# start of STORED DATA
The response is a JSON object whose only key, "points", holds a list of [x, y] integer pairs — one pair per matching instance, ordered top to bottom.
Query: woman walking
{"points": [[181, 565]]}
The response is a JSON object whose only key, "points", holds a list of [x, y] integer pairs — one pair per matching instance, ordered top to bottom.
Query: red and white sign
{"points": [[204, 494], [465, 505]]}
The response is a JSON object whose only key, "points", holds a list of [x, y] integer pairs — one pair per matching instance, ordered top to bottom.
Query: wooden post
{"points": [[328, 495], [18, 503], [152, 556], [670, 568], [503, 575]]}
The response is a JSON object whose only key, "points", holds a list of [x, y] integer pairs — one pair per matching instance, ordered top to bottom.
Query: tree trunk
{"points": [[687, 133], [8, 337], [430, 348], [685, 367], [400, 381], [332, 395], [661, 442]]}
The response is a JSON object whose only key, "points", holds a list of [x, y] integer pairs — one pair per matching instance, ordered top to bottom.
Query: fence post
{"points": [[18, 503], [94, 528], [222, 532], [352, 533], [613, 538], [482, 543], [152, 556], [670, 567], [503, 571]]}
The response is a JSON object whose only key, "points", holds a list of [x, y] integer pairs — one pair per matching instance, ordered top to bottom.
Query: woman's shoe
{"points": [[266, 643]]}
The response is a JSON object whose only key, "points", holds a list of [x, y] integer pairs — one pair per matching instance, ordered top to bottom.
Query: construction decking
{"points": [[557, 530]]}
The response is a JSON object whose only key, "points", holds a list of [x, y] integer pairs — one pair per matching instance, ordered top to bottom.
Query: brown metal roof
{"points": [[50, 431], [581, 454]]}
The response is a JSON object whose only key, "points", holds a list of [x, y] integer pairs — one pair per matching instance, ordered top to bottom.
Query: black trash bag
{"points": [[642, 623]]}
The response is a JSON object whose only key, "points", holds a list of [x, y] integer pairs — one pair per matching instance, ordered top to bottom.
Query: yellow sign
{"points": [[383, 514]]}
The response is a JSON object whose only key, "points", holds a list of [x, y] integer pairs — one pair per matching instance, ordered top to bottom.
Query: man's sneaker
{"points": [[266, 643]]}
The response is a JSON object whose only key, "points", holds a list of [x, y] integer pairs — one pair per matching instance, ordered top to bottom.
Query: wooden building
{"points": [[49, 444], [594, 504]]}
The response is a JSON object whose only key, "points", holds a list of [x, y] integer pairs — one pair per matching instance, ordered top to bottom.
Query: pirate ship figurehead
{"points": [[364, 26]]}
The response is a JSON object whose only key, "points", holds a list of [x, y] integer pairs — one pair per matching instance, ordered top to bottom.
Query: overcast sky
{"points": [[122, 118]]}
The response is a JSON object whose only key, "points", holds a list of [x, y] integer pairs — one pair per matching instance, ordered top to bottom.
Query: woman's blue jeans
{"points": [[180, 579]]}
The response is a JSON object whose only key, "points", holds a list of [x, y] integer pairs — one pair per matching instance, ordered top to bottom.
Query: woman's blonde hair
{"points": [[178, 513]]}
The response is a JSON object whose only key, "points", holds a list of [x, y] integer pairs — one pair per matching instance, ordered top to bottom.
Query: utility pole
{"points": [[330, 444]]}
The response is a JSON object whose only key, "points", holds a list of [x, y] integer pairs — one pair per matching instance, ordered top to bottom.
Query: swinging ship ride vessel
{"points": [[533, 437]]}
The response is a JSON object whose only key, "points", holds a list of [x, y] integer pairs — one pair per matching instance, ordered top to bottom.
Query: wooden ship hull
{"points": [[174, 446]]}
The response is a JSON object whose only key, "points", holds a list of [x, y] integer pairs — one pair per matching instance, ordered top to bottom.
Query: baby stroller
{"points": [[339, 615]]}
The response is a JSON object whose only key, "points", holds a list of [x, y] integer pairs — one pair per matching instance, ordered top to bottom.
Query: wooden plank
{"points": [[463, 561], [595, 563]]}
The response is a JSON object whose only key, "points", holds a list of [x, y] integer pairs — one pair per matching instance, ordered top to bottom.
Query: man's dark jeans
# end of STORED DATA
OBJECTIVE - The listing above should be transcribed in full, exactly as written.

WORKED SOLUTION -
The response is a JSON object whose only key, "points", holds a list of [x, y] integer pairs — one pair per matching instance, ordered top to bottom.
Query: woman walking
{"points": [[181, 565]]}
The response is a JSON object whose only key, "points", holds a list of [x, y] integer pairs — one pair per matching instance, ordered top to bottom.
Query: red and white sign
{"points": [[204, 494], [465, 505]]}
The response is a JSON object whose only key, "points", holds a list of [x, y] integer pairs — one pair per matching instance, ordered top to bottom.
Query: wooden post
{"points": [[328, 495], [18, 503], [152, 556], [670, 568], [503, 575]]}
The response is a JSON object whose only key, "points", holds a list of [x, y] integer pairs — one pair per matching instance, ordered top to bottom.
Query: tree trunk
{"points": [[687, 133], [8, 337], [430, 348], [685, 367], [400, 381], [332, 395], [661, 442]]}
The response is a JSON object whose only key, "points", holds a list of [x, y] integer pairs — one pair per matching instance, ordered top to bottom.
Query: fence post
{"points": [[18, 503], [94, 528], [222, 532], [352, 533], [613, 538], [482, 543], [152, 556], [670, 567], [503, 571]]}
The response is a JSON object whose only key, "points", holds a list of [x, y] integer pairs — one pair per matching instance, ordered top to bottom.
Query: woman's shoe
{"points": [[266, 643]]}
The response is a JSON object whose only key, "points", holds a list of [x, y] integer pairs — one pair per matching instance, ordered top to bottom.
Query: construction decking
{"points": [[557, 530]]}
The response is a JSON object whose only key, "points", holds a list of [x, y] integer pairs — one pair per matching instance, ordered top to bottom.
Query: brown metal roof
{"points": [[50, 431], [581, 454]]}
The response is a JSON object whose only key, "points", holds a list of [x, y] integer pairs — one pair per matching instance, ordered top to bottom.
Query: black trash bag
{"points": [[642, 623]]}
The response is a JSON object whose only key, "points", holds a list of [x, y] integer pairs — one pair per matching instance, ordered top to bottom.
Query: yellow sign
{"points": [[383, 514]]}
The response is a JSON object whose only key, "points", holds a list of [x, y] integer pairs — one pair per matching instance, ordered top to bottom.
Query: man's sneaker
{"points": [[266, 643]]}
The response is a JSON object whose only key, "points", holds a list of [x, y] integer pairs — one pair per matching instance, ordered top to bottom.
Query: wooden building
{"points": [[49, 444], [594, 504]]}
The response is a JSON object whose only key, "points", holds a list of [x, y] integer pairs — one pair per matching instance, ordered top to bottom.
Query: pirate ship figurehead
{"points": [[364, 26]]}
The response is a JSON object whose only key, "points", holds a list of [x, y] integer pairs — one pair per matching instance, ordered top to bottom.
Query: overcast sky
{"points": [[122, 118]]}
The response is a JSON object whose only key, "points", holds a list of [x, y] integer pairs — one pair per matching instance, ordered top to bottom.
Query: woman's blue jeans
{"points": [[180, 579]]}
The response is a JSON object whose only key, "points", holds a list of [x, y] integer pairs — one pair per matching instance, ordered top to bottom.
Query: woman's blonde hair
{"points": [[178, 513]]}
The response is a JSON object whose only key, "points", holds a list of [x, y] integer pairs — one pair per matching instance, ordered top to bottom.
Query: utility pole
{"points": [[330, 444]]}
The response is a JSON object whose only key, "points", holds a list of [x, y] integer pairs — one pair per matching instance, ordered top to bottom.
Query: swinging ship ride vessel
{"points": [[533, 437]]}
The response is a JSON object whose only key, "points", holds a list of [x, y] integer pairs — one pair per matching instance, ordered top to bottom.
Query: wooden ship hull
{"points": [[174, 446]]}
The response is a JSON object whose only key, "points", holds a list of [x, y] integer pairs — one pair per matching instance, ordered top to bottom.
Query: baby stroller
{"points": [[339, 615]]}
The response is a JSON object whose only key, "points", holds a list of [x, y] integer pairs — one pair per matching instance, ordered top to bottom.
Query: wooden plank
{"points": [[463, 561], [595, 563]]}
The response is a JSON object whose only key, "points", holds a list of [x, y] integer pairs — one pair per matching instance, ordered top to bottom.
Query: man's dark jeans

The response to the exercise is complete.